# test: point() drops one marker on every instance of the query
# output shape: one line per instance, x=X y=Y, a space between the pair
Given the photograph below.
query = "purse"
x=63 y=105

──────────────────────────────

Reproduce every one of the entries above line by line, character for character.

Solution below »
# test: point() drops one marker on every instance of the query
# output shape: one line per instance, x=X y=Y, a space between the pair
Given the photograph below.
query = "purse"
x=63 y=105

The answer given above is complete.